Setting up R and Rstudio

Before we can begin an R workshop, we need to make sure everyone has access to a computer with R and RStudio installed. The process for how to do this is detailed below, followed by a brief introduction to why we use these two pieces of software and what the difference is between them.

NB: If you are not using your own computer please make the instructor aware of this as it is assumed that all participants will be using their personal (or university/institution etc.) laptops.

Installing R

Installing R on your machine is a straightforward process. Follow these steps:

  1. Go to the CRAN (Comprehensive R Archive Network) website. If you type ‘r’ into Google it is the first entry

  2. Choose to download R for Windows, Mac, or Linux

  3. For Windows users selecting ‘base’ will link you to the download file, follow the prompts to install

  4. For Mac users, choose the version relevant to your Operating System, follow the prompts after downloading

  5. If you are a Linux user, you know what to do!

Installing RStudio

Although R can run in its own console or in a Terminal (Mac and Linux; the Windows command line is a bit limiting), we will use RStudio in this Workshop. RStudio is a free front-end to R for Windows, Mac, or Linux (i.e., R is working in the background). It makes working with R easier, more organised and productive, especially for new users. There are other front-ends, but RStudio is the most popular. To install:

  1. Go to the posit website

  2. Click the ‘Download RStudio’ button in the top right of the page

  3. Scroll down to click the ‘Download’ button under RStudio Desktop Free

  4. For Windows users click the ‘Download RStudio Desktop for Windows’ button under Step 2 on the page

  5. For all other Operating Systems, scroll down further and select the corresponding file

  6. After downloading, follow the prompts to install RStudio

Why R?

As scientists, we are increasingly driven to analyse and manipulate larger and larger datasets. As these datasets grow in size our analyses are becoming more sophisticated. There are many statistical packages on the market that one can use, but R is one of the global standards. There are several reasons for this:

The positives

  1. It is free, which is nice if you despise commercial software (e.g. Microsoft Office)

=== SUPPLIED DATA ===
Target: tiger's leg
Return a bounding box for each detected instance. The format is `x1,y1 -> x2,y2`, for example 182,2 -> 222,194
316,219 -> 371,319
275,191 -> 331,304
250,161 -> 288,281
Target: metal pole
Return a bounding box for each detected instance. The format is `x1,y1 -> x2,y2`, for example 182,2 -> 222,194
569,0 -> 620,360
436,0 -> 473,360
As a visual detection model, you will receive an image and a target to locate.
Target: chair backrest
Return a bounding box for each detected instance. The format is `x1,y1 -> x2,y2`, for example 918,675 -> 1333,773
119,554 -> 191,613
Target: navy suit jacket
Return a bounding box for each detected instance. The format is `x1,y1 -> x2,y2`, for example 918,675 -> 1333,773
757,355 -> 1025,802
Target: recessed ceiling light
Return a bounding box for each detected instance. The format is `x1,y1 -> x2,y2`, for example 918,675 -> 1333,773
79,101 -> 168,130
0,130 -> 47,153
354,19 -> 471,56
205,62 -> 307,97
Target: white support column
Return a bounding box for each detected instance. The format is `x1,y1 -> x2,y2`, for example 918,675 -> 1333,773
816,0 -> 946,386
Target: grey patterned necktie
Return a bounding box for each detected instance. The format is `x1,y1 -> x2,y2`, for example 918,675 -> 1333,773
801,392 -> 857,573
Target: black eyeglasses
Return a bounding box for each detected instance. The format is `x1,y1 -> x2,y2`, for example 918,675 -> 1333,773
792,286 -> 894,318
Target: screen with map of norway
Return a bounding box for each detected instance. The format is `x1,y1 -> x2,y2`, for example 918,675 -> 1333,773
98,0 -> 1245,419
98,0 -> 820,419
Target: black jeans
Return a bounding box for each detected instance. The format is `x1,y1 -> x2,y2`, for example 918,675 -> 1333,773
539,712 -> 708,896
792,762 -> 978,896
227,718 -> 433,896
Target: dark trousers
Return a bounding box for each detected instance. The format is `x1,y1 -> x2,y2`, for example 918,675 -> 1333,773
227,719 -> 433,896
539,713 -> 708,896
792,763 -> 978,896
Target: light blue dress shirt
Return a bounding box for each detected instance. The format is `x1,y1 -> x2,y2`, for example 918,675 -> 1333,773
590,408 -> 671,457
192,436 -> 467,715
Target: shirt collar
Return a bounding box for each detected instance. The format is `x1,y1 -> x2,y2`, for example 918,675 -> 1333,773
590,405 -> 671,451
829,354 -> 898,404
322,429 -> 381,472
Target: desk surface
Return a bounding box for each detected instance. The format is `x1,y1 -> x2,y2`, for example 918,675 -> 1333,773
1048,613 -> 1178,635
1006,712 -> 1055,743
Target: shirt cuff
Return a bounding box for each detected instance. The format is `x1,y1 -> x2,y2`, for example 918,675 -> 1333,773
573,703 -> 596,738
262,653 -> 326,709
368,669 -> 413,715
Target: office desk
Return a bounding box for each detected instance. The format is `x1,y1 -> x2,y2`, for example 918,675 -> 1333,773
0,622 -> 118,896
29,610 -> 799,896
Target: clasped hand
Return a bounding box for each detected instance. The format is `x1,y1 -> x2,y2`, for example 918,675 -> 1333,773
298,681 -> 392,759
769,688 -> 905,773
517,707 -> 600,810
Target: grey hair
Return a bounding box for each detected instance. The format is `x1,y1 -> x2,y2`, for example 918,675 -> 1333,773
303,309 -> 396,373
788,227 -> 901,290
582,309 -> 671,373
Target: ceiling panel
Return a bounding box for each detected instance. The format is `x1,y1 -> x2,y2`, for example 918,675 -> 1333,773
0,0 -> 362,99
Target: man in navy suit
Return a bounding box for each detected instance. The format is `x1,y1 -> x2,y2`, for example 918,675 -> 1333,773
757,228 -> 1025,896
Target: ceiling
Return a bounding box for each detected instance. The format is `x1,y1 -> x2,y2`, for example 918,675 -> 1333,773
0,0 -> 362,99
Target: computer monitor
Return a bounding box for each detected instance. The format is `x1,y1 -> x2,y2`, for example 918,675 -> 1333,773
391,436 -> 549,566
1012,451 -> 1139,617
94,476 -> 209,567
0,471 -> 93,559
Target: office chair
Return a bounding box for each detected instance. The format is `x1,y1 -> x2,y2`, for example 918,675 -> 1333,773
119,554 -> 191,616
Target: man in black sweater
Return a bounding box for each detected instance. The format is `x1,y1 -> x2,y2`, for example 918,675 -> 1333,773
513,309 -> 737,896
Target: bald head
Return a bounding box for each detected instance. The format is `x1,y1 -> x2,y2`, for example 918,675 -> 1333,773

=== THE TASKS ===
1. In the R and RStudio setup page, what should Windows users select on the CRAN site to reach the R download file?
2. Sum up the R and RStudio setup page in two sentences.
3. Write out the part of the R and RStudio setup page from "Installing R on" to "what to do!", word for word.

=== TASK SOLUTIONS ===
1. ‘base’

2. Before an R workshop, everyone needs a computer with R and RStudio installed: R is downloaded from the CRAN website and RStudio from the posit website. RStudio is a free front-end to R that makes working with R easier, more organised and productive, and R is one of the global standards among statistical packages.

3.
Installing R on your machine is a straightforward process. Follow these steps:

  1. Go to the CRAN (Comprehensive R Archive Network) website. If you type ‘r’ into Google it is the first entry

  2. Choose to download R for Windows, Mac, or Linux

  3. For Windows users selecting ‘base’ will link you to the download file, follow the prompts to install

  4. For Mac users, choose the version relevant to your Operating System, follow the prompts after downloading

  5. If you are a Linux user, you know what to do!